Transcribe sin cambios el fragmento del texto sobre Porto y Braga que va desde "Braga. Ciudad antigua." hasta "vital. País inolvidable.", ambos incluidos.

:: Pasaje citado ::
○ ○ ○ ○
Claudio Ferrufino-Coqueugniot
Braga. Me veo en la Estação de São Bento, Porto, para ir a visitar a Adrián en la cercana Braga. ¿Una hora, dos? No recuerdo bien. Llevaba camisa roja y jeans. Pasé bastante tiempo fotografiando y mirando los hermosos mosaicos con imágenes históricas. Era de mañana, el cielo claro. Sin el negro brillo de los adoquines ancianos que trae la noche, como cuando bajaba desde mi hotel, colina arriba, hasta una suerte de Prado notable. Me sentaba en un cafecito turco de la esquina, con cerveza y alguna delicia de Istanbul. Siempre fui reacio a mezclar yogurt con carne, ideas que tiene uno, pero fue hasta Porto, el Portugal del 2018, donde quise enterrar a mis muertos, o decorar sus mausoleos para recordarlos en idea. Rica comida turca, casi decir el México europeo, pensando en comida mexicana en cada rincón de Estados Unidos. Estaba en cada país, en las calles de Ucrania donde lo único que extrañé fue el picante que me pareció desconocido (no puede ser) y donde comía en la Preobrazhenskaya una suerte de largos burritos deliciosos. Con yogurt. Y comida tártara.
Porto. Duero y vino. Fado y mujeres. Bellas y distantes portuguesas. La belleza de Brasil viene de la mezcla, sí, pero creo que sobre todo de ellas, las hermosas, y frías, y dicen que trastornadas, portuguesas. La depresión campea, según, sobre el femenino aquel, aunque estas generalidades no cuentan en el momento preciso del asombro y del placer.
Braga. Ciudad antigua. Muy religiosa con monumentales iglesias. Allí vive Adrián Antezana, amigo de mi sobrino Omar, y mío, en relajada vida que lo mantiene sonriente y vital. País inolvidable.
Llego a Braga en tren. Me recibe Adrián. Llegamos a su casa y comemos algo con su tan amable esposa e hijo. Conversamos todos, hablamos de ir a Vigo. Fuimos. Pero ese es texto aparte. Adrián pide permiso para la noche. O hace que lo pide porque lo cortés no quita lo valiente. Alistamos chamarras y aguerridos salimos hacia la perdición que es un fantasma que recorre el mundo con más ímpetu que el comunismo. El pobre Engels no lo sabía. Y menos Marx.
○ ○ ○ ○
[Datos para señalar regiones]
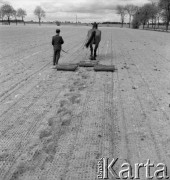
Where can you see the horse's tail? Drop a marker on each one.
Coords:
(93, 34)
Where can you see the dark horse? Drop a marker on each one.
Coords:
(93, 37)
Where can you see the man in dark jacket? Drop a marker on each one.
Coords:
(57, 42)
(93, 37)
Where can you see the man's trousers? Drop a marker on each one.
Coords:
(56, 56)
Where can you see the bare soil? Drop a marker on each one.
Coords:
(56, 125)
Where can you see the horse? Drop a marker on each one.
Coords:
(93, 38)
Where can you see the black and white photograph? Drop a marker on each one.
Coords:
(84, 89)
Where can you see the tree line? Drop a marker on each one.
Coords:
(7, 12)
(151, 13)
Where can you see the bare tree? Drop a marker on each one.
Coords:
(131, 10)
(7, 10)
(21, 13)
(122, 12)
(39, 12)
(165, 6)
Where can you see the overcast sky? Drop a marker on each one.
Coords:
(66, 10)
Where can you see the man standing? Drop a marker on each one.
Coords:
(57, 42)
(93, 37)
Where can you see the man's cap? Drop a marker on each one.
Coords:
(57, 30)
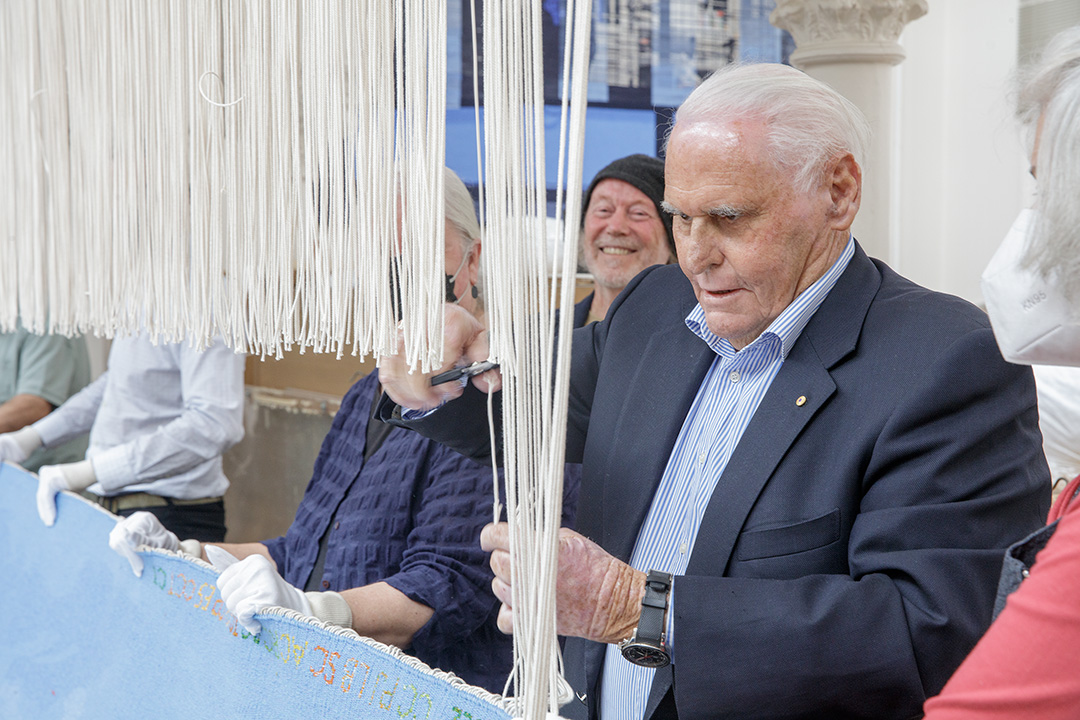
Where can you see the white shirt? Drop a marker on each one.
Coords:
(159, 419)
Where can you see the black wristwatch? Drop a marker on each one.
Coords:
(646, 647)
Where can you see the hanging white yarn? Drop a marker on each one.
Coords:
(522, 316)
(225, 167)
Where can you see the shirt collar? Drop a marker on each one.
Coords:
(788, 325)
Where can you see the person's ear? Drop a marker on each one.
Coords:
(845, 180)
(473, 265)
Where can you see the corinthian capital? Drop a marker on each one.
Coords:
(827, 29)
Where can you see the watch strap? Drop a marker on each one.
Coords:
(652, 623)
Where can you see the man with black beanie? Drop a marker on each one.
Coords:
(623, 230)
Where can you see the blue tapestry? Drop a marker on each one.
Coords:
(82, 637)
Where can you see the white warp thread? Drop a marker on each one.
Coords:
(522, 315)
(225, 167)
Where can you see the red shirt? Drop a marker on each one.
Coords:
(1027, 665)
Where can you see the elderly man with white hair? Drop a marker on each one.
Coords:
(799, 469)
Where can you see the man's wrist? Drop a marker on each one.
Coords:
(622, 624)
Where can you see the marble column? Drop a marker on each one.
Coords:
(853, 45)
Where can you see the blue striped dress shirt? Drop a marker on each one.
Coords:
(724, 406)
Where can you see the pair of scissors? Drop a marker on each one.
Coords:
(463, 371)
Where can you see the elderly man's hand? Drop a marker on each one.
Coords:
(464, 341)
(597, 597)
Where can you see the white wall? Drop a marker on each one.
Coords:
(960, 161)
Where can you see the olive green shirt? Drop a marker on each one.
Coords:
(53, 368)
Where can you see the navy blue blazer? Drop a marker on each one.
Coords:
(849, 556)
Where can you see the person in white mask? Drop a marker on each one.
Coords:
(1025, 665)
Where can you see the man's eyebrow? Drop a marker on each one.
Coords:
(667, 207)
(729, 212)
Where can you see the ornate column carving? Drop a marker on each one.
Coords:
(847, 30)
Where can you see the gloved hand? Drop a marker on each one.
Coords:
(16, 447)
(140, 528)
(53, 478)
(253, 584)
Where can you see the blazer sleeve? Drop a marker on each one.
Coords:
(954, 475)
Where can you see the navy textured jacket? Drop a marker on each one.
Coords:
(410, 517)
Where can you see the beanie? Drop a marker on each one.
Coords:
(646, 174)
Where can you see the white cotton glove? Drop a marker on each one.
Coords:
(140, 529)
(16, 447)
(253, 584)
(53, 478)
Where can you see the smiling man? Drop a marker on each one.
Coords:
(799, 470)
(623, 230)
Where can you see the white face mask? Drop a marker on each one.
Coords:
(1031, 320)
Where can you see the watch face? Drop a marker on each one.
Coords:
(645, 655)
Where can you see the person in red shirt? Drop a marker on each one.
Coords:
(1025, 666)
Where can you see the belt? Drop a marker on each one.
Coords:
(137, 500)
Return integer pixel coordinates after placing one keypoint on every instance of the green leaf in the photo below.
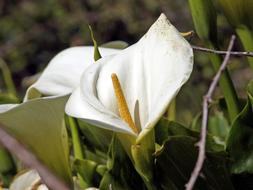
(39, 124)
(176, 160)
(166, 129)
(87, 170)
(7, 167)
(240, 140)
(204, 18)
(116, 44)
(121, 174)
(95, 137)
○ ○ ○ ○
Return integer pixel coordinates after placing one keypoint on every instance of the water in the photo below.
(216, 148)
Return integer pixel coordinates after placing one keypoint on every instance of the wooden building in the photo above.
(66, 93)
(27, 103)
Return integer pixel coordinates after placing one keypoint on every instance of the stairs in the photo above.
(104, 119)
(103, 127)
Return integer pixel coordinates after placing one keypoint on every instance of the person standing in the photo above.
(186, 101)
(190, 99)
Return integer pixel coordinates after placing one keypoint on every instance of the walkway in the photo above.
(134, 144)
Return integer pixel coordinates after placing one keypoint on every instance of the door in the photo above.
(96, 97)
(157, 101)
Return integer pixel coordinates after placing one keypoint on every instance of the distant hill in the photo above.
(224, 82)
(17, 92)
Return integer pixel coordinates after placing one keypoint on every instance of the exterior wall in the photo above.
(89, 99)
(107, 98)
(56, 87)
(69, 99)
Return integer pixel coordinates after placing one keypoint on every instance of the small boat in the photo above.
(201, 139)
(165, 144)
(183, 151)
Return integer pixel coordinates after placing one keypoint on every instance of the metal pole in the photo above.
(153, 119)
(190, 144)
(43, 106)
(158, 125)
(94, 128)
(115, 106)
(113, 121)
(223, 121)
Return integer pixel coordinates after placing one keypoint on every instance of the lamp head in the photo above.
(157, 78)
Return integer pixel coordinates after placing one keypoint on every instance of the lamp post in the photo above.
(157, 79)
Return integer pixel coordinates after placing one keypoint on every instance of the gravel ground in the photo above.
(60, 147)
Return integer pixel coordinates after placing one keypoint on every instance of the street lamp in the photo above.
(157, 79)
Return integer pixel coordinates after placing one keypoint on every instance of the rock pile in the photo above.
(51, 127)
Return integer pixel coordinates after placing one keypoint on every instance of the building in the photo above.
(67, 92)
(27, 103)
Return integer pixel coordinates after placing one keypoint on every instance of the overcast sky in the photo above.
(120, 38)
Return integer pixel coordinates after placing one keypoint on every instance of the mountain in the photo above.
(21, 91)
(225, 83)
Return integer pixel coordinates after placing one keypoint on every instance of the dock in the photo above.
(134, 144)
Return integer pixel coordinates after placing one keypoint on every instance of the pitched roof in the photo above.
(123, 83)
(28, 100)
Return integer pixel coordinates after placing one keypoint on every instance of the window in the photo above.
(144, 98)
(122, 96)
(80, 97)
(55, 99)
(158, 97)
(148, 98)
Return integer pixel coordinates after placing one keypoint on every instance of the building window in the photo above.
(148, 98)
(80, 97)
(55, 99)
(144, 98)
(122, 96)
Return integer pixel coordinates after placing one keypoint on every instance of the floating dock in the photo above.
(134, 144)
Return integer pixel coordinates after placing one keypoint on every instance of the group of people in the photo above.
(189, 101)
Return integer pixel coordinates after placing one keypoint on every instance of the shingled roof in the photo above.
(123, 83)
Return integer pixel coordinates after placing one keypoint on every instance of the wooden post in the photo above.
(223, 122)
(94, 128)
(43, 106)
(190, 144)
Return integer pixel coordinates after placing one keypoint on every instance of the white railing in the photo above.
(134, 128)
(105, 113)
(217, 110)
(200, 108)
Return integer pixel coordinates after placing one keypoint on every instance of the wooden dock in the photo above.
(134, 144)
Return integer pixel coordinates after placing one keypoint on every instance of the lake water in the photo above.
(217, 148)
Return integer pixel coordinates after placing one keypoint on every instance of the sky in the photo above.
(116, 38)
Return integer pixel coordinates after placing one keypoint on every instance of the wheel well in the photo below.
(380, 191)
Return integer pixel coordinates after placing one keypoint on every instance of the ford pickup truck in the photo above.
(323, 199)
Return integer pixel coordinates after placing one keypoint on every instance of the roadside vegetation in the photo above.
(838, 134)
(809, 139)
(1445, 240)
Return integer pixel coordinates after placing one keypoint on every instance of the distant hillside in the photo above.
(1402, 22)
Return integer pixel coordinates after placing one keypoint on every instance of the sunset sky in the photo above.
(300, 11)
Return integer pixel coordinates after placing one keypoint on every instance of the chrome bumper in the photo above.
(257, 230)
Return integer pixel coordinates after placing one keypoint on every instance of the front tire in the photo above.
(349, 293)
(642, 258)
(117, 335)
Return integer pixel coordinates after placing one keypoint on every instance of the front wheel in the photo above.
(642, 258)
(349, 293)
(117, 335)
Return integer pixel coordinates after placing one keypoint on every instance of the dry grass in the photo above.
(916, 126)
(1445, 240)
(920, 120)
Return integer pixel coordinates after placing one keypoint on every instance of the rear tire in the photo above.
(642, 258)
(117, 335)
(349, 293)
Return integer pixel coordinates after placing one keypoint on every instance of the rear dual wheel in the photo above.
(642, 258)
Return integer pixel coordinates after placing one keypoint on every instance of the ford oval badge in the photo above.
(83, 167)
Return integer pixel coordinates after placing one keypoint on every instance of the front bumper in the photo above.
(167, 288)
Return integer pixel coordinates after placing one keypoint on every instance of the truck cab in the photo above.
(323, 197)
○ ○ ○ ○
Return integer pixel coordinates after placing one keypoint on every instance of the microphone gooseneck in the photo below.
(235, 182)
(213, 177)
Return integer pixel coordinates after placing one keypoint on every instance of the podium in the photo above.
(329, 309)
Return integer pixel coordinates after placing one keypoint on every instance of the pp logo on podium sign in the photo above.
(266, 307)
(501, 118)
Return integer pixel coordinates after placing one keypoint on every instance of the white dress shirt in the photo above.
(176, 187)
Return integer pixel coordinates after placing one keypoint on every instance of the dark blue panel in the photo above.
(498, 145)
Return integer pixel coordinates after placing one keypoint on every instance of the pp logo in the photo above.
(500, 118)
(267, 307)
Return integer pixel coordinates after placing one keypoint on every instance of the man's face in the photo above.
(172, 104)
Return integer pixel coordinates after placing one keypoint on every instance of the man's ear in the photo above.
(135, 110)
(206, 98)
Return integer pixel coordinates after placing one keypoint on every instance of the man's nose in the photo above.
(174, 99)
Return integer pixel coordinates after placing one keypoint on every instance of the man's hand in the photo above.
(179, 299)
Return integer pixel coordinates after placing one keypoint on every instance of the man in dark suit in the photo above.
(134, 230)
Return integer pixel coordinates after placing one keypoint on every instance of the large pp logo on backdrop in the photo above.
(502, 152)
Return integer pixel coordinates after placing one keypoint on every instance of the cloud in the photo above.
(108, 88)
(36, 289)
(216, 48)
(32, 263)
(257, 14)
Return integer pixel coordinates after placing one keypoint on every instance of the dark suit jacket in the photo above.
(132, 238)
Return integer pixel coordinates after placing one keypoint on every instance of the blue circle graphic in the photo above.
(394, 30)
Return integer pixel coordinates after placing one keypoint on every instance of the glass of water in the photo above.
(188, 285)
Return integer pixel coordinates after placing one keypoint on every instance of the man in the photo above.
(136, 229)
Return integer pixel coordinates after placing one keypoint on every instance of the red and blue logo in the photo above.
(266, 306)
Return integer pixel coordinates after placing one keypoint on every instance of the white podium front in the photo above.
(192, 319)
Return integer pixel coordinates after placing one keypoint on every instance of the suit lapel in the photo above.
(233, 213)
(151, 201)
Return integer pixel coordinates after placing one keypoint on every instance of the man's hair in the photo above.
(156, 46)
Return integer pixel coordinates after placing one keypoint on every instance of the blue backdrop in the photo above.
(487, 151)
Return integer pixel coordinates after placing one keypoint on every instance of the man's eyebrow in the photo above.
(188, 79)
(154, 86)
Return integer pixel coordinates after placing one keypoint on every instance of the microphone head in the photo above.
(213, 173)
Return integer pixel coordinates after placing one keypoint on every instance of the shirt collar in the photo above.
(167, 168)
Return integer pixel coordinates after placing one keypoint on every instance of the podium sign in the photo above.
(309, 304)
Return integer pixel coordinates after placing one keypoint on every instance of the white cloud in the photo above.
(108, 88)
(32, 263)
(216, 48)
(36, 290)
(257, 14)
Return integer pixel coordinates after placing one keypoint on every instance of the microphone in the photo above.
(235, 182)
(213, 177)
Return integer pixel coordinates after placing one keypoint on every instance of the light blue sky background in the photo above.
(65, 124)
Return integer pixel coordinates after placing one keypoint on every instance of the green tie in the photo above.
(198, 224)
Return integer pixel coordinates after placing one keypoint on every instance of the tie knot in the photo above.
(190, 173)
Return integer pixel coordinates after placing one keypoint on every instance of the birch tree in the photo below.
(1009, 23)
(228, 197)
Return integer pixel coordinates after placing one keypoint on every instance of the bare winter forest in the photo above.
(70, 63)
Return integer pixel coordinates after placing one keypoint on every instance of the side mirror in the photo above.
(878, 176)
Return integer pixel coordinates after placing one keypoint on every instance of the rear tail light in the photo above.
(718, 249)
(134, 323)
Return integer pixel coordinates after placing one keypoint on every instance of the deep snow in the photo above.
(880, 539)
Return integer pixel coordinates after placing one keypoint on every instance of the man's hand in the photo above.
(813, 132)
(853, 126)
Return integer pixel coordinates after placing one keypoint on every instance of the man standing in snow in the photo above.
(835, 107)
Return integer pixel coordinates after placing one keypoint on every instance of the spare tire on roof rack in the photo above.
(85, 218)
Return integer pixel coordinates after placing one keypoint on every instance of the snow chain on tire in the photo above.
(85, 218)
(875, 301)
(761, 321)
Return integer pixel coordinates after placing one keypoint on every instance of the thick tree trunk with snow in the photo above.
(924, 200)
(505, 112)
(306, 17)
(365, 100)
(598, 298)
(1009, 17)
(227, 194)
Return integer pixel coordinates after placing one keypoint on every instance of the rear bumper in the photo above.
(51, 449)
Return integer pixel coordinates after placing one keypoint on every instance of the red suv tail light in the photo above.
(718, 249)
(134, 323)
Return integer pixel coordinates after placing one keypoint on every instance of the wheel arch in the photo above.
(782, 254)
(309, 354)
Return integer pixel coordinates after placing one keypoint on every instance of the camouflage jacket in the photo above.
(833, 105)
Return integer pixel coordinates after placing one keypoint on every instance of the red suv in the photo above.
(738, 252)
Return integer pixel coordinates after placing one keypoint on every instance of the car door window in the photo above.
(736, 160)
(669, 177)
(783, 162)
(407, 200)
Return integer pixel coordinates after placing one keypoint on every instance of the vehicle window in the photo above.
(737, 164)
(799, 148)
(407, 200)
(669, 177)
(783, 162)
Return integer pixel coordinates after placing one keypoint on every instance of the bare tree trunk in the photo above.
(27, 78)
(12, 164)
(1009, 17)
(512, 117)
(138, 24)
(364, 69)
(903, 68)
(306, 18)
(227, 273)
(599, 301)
○ ○ ○ ○
:: Ejercicio resuelto ::
Braga. Ciudad antigua. Muy religiosa con monumentales iglesias. Allí vive Adrián Antezana, amigo de mi sobrino Omar, y mío, en relajada vida que lo mantiene sonriente y vital. País inolvidable.